----- PAGE EXCERPT
The success of the game spawned a franchise, with 16 sequels or spin-offs released to date. Due to its complex physics engine and abundance of possible shortcuts, Super Monkey Ball has been popular with professional speedrunners. A 2006 study conducted by the Beth Israel Medical Center found that surgeons who played the game for 20 minutes prior to performing a surgical drill finished slightly faster and made fewer mistakes. Super Monkey Ball inspired Neverball, a free and open source game for Microsoft Windows, OS X, Linux, Dreamcast, and iOS. The 2020 battle royale game Fall Guys: Ultimate Knockout has been described as "Super Monkey Ball for the Fortnite generation" by Tom Wiggins of Stuff magazine.

In 2006, Nintendo Power ranked it the 38th best game available on Nintendo platforms, commenting "who knew that such cute characters with cinnamon roll ears could be the source of so much tension (when the clock is ticking) and so much relief (when they finally break the ribbon)?" In February 2009, Official Nintendo Magazine placed the game 90th on a list of the best Nintendo games, noting that "Along with the bum-clenchingly tricky puzzle stages, you get some great mini-games in this brilliant arcade game." In March 2009, Edge ranked the game #39 on its list of "The 100 Best Games To Play Today", stating "Seeing its sturdy physics model being used to perform incredible acrobatic feats shows just how finely honed it is." Writing in 1001 Video Games You Must Play Before You Die, Christian Donlan described Super Monkey Ball as "one of Sega's grade-A triumphs."
----------
ACTIVITIES:
1. In the Super Monkey Ball excerpt, how long did surgeons play the game before performing the surgical drill in the 2006 study?
2. List every platform that the Super Monkey Ball excerpt names for Neverball.
3. Do these statements agree with the Super Monkey Ball excerpt? (a) Edge ranked the game #39 in March 2009. (b) Official Nintendo Magazine placed the game 38th on its list. (c) Fall Guys: Ultimate Knockout came out in 2020. Answer yes or no for each, quoting the deciding words.
----- GIVEN INFORMATION
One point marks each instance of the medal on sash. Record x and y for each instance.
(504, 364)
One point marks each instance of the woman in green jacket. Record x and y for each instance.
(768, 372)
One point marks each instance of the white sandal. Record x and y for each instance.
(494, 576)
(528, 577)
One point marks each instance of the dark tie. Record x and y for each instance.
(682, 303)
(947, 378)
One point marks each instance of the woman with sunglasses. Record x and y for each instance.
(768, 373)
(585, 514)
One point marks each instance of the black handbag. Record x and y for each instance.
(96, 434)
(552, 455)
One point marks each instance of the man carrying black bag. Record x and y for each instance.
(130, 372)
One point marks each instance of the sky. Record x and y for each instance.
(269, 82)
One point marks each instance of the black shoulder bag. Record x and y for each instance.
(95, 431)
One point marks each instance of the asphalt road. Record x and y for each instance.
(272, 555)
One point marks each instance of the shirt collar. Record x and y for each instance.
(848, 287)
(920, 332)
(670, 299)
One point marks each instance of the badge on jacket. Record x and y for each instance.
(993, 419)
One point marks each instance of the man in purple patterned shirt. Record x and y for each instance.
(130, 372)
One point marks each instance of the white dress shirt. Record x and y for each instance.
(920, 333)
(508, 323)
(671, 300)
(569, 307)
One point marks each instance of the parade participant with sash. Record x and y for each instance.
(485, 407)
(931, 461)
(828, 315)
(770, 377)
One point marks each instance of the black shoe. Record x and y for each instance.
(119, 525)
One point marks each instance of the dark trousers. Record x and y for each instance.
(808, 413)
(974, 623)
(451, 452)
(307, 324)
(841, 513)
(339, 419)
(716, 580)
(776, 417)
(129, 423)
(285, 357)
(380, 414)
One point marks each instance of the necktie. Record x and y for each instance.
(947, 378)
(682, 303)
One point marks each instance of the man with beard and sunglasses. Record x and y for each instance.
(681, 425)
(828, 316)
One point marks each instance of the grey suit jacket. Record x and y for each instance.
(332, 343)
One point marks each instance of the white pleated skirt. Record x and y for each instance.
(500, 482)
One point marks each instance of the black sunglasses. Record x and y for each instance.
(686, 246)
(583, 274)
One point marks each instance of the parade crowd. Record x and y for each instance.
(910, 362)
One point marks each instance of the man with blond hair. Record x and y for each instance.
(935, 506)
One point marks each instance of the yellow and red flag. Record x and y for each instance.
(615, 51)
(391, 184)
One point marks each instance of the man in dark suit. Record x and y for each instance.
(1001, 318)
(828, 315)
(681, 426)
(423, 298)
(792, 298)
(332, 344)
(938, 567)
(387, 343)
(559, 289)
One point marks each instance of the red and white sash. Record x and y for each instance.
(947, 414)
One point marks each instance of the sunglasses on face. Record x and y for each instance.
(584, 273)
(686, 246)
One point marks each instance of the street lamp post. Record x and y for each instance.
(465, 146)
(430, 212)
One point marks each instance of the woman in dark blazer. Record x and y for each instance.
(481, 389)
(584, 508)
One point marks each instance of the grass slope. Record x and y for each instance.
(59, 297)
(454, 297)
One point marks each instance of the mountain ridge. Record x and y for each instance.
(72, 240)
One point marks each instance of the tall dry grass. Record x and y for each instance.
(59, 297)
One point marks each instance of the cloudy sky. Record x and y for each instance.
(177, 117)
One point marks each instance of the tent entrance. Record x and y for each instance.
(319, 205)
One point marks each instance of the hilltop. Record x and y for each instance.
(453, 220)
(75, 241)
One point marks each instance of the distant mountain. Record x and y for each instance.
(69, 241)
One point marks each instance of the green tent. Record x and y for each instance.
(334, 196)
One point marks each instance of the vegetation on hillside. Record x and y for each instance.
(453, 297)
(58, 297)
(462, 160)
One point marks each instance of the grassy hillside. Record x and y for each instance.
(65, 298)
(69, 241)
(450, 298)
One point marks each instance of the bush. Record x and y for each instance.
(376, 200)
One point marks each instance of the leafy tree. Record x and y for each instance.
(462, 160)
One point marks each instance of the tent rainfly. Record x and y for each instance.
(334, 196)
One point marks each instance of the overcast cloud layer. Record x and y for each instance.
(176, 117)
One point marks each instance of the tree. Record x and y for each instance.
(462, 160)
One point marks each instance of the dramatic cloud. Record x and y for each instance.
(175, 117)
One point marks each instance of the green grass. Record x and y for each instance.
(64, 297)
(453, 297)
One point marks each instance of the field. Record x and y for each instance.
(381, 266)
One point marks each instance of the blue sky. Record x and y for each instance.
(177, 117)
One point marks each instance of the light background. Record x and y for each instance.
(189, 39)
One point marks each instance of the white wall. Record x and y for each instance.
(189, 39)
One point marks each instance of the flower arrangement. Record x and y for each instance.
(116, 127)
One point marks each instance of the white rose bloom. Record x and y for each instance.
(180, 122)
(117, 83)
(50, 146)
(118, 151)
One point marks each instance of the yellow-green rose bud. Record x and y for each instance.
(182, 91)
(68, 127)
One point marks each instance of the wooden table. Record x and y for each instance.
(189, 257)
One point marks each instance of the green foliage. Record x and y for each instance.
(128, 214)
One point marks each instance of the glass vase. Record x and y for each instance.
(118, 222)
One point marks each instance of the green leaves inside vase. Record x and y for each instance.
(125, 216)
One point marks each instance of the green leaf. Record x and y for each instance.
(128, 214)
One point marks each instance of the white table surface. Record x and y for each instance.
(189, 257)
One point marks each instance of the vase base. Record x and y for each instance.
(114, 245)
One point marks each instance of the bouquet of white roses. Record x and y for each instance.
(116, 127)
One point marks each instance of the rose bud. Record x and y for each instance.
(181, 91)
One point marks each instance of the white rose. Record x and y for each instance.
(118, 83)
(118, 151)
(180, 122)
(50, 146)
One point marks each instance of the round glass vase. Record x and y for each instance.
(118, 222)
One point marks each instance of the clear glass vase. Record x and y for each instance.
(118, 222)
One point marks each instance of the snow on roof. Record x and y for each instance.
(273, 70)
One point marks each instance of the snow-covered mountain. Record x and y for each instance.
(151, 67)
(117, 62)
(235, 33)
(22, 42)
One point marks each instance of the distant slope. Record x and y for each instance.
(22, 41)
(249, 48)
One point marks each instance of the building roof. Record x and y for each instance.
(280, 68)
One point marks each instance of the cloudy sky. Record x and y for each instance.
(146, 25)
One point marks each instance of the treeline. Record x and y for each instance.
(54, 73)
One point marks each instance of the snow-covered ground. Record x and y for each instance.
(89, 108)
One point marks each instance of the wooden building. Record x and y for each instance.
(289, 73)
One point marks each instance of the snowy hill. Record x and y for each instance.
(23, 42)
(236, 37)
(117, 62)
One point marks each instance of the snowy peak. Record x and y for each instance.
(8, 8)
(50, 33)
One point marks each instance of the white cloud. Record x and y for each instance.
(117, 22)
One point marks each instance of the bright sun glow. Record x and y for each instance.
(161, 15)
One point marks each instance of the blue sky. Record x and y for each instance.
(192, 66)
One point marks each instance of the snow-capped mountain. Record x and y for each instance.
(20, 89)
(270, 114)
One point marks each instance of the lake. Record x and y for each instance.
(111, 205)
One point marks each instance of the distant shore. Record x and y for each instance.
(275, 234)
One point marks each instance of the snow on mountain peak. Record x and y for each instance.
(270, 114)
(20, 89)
----------
ANSWERS TO EACH TASK:
1. 20 minutes.

2. Microsoft Windows, OS X, Linux, Dreamcast, iOS

3.
(a) Yes: "In March 2009, Edge ranked the game #39"
(b) No: "Official Nintendo Magazine placed the game 90th"
(c) Yes: "The 2020 battle royale game Fall Guys: Ultimate Knockout"